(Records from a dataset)
::::
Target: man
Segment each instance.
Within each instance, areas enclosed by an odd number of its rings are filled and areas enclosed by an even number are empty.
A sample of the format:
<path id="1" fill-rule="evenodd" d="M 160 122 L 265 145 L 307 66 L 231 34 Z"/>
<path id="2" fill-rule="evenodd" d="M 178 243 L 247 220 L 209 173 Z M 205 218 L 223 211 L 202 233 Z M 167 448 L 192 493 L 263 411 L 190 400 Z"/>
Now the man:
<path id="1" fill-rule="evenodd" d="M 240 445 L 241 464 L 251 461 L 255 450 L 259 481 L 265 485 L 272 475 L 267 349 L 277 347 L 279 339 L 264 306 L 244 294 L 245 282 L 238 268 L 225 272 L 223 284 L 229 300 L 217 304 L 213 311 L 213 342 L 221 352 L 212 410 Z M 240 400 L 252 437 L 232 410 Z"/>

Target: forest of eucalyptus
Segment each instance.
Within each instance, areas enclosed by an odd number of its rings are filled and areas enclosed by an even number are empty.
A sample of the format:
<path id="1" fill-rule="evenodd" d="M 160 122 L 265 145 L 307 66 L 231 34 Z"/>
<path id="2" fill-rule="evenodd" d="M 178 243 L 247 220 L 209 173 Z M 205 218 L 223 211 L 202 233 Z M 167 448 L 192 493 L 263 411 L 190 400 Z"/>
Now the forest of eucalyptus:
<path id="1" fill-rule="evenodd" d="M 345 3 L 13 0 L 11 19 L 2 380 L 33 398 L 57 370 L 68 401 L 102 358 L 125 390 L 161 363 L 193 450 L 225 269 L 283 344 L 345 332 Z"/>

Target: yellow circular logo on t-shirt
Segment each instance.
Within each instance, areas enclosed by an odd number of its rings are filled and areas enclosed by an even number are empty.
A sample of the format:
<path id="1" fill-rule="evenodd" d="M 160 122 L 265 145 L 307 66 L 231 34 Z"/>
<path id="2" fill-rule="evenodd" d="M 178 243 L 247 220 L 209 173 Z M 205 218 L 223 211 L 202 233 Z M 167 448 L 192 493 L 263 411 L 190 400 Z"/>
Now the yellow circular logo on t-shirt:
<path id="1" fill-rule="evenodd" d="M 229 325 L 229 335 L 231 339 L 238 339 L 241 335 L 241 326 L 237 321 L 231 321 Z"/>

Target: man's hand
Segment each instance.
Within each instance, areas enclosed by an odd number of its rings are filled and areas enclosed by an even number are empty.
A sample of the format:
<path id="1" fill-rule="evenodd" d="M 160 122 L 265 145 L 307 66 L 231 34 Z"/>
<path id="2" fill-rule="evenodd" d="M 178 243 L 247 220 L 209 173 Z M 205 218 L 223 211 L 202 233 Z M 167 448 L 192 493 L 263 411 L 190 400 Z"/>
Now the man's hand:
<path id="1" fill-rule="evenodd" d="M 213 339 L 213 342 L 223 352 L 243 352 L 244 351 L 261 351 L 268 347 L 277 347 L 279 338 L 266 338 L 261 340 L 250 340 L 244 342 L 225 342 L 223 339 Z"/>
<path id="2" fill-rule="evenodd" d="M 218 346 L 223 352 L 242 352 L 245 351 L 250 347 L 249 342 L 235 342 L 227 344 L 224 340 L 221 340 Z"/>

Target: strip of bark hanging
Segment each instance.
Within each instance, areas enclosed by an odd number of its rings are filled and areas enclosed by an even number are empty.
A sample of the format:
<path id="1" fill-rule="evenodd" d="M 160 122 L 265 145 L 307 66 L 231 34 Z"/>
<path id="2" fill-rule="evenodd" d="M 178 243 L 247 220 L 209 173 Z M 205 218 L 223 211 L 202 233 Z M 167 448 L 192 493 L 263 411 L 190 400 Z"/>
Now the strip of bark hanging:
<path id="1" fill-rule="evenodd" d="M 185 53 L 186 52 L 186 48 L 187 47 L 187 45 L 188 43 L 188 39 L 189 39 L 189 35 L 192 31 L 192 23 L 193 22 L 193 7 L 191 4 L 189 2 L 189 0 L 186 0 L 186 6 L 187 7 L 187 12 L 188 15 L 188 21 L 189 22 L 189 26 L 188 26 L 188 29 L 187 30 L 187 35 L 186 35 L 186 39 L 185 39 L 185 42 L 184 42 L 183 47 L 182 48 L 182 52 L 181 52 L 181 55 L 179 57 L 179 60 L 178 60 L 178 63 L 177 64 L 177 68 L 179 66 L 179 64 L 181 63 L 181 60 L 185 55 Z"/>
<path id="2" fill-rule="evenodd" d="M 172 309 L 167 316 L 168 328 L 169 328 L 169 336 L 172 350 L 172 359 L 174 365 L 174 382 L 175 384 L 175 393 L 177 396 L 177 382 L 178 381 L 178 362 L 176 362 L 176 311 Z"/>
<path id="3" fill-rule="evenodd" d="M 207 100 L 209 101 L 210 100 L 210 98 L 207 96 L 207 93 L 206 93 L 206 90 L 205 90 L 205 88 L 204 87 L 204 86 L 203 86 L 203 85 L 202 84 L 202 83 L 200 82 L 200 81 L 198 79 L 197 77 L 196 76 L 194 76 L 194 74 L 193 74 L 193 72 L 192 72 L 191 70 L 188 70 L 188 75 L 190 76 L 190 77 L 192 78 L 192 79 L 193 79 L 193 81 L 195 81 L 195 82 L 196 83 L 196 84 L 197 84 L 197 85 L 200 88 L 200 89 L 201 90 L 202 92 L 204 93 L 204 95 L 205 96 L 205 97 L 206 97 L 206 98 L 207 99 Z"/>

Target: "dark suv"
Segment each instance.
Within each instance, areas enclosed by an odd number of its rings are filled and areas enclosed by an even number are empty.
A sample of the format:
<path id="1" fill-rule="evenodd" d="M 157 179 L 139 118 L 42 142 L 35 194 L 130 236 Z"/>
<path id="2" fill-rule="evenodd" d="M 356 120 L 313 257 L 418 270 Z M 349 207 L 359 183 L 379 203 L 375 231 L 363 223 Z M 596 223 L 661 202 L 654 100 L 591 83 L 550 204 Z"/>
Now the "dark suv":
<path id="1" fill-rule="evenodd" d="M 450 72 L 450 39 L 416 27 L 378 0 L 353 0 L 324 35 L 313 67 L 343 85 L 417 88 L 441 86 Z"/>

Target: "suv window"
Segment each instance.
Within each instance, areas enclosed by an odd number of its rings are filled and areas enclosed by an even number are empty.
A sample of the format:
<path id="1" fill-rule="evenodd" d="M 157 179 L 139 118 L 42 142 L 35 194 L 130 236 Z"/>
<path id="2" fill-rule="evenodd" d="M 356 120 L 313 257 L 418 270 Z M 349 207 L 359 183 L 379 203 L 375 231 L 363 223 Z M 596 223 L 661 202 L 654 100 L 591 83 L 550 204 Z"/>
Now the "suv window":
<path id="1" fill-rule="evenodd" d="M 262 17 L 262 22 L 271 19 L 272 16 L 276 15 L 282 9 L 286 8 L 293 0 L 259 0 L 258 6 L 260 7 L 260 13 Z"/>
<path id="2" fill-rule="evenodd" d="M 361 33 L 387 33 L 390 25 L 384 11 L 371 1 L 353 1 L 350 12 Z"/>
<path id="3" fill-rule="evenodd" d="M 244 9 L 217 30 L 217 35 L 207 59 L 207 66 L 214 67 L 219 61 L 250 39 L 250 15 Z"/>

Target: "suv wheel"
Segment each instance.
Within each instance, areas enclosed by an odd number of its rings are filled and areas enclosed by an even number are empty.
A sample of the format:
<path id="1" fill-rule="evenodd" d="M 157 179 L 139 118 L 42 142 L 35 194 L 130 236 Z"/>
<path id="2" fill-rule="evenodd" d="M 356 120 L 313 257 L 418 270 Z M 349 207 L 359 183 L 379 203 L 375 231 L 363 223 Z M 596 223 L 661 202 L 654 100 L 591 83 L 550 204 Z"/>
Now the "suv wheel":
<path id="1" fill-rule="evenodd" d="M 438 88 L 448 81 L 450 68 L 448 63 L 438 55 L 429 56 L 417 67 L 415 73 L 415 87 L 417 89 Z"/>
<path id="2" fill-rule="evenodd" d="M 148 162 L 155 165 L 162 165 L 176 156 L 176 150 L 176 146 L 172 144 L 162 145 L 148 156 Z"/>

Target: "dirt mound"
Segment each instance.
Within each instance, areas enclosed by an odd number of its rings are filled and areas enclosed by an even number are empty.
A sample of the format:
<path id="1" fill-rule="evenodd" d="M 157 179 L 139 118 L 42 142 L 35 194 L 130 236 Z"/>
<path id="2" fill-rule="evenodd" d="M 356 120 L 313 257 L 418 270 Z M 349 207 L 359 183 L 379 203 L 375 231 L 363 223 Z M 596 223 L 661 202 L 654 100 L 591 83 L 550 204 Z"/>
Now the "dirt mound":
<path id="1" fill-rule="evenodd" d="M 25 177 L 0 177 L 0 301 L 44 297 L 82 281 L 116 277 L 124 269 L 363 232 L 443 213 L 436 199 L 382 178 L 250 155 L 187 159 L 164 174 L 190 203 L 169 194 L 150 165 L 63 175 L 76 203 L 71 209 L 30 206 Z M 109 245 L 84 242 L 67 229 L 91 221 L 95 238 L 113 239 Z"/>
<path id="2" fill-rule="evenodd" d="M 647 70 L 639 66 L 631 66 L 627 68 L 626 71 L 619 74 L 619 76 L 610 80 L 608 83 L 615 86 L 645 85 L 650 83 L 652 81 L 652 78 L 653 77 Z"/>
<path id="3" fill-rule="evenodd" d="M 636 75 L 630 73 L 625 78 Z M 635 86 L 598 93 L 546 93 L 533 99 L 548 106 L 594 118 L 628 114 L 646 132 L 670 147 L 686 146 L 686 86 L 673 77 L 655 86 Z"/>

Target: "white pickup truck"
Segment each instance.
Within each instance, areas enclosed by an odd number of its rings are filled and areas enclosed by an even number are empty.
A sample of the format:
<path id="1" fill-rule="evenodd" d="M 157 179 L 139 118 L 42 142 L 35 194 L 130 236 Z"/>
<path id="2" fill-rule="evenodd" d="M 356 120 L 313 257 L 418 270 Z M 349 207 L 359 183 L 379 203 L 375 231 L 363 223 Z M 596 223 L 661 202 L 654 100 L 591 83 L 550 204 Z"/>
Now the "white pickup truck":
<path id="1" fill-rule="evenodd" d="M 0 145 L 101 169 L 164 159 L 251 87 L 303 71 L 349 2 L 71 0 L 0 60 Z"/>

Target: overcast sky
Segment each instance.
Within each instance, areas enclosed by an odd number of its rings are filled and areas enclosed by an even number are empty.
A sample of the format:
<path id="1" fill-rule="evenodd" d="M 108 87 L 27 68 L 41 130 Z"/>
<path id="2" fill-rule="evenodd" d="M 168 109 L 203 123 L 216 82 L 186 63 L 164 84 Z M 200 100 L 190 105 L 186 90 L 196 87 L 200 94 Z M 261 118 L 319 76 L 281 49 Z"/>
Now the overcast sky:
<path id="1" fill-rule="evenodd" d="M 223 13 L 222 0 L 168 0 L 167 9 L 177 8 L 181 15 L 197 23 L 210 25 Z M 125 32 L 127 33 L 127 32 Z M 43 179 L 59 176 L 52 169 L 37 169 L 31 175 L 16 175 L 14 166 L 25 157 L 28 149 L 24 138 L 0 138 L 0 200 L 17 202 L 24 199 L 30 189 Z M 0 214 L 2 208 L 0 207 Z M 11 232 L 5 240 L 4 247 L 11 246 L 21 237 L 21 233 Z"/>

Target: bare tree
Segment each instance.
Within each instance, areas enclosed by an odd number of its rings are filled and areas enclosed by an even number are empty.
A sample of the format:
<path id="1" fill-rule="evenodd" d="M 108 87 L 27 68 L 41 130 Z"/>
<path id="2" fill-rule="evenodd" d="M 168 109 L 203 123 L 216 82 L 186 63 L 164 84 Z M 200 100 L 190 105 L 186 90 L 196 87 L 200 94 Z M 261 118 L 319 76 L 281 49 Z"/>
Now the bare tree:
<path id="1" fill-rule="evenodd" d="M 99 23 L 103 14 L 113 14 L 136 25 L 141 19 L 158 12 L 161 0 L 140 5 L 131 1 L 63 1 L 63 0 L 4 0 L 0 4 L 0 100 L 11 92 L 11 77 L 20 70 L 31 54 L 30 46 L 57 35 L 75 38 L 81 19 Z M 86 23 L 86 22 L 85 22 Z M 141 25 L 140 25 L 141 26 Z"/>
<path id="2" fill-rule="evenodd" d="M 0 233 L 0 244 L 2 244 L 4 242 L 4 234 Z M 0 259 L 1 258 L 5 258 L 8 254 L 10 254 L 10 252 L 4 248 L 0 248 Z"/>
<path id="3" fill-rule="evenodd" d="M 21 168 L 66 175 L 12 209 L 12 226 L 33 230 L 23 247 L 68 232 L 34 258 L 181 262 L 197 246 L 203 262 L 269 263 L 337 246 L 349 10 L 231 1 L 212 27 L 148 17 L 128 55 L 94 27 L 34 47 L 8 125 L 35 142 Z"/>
::::
What is required =
Output, verbatim, everything from the line containing "Target: bare tree" down to the final line of the records, including both of those lines.

Answer for the task =
Target: bare tree
Segment each instance.
Within each instance, areas enclosed by an odd number of its rings are filled and areas enclosed by an even number are empty.
A sample of the format:
<path id="1" fill-rule="evenodd" d="M 108 87 L 27 68 L 41 130 Z"/>
<path id="2" fill-rule="evenodd" d="M 168 109 L 203 123 L 216 82 L 186 63 L 164 84 Z M 200 100 L 190 105 L 186 90 L 196 87 L 200 94 Z M 261 118 L 319 76 L 281 49 Z"/>
Now the bare tree:
<path id="1" fill-rule="evenodd" d="M 99 23 L 103 14 L 113 14 L 136 25 L 141 19 L 158 12 L 161 0 L 140 5 L 131 1 L 63 1 L 63 0 L 4 0 L 0 4 L 0 100 L 11 92 L 11 77 L 20 70 L 31 54 L 30 46 L 57 35 L 75 38 L 81 19 Z M 86 23 L 86 22 L 85 22 Z M 141 25 L 140 25 L 141 26 Z"/>
<path id="2" fill-rule="evenodd" d="M 0 233 L 0 244 L 2 244 L 4 242 L 4 234 Z M 0 259 L 1 258 L 5 258 L 8 254 L 10 254 L 10 252 L 4 248 L 0 248 Z"/>
<path id="3" fill-rule="evenodd" d="M 21 168 L 66 175 L 12 209 L 12 226 L 33 230 L 23 247 L 68 232 L 34 258 L 181 262 L 197 246 L 203 262 L 269 263 L 337 246 L 349 10 L 231 1 L 212 27 L 148 17 L 128 55 L 94 27 L 34 47 L 8 125 L 35 142 Z"/>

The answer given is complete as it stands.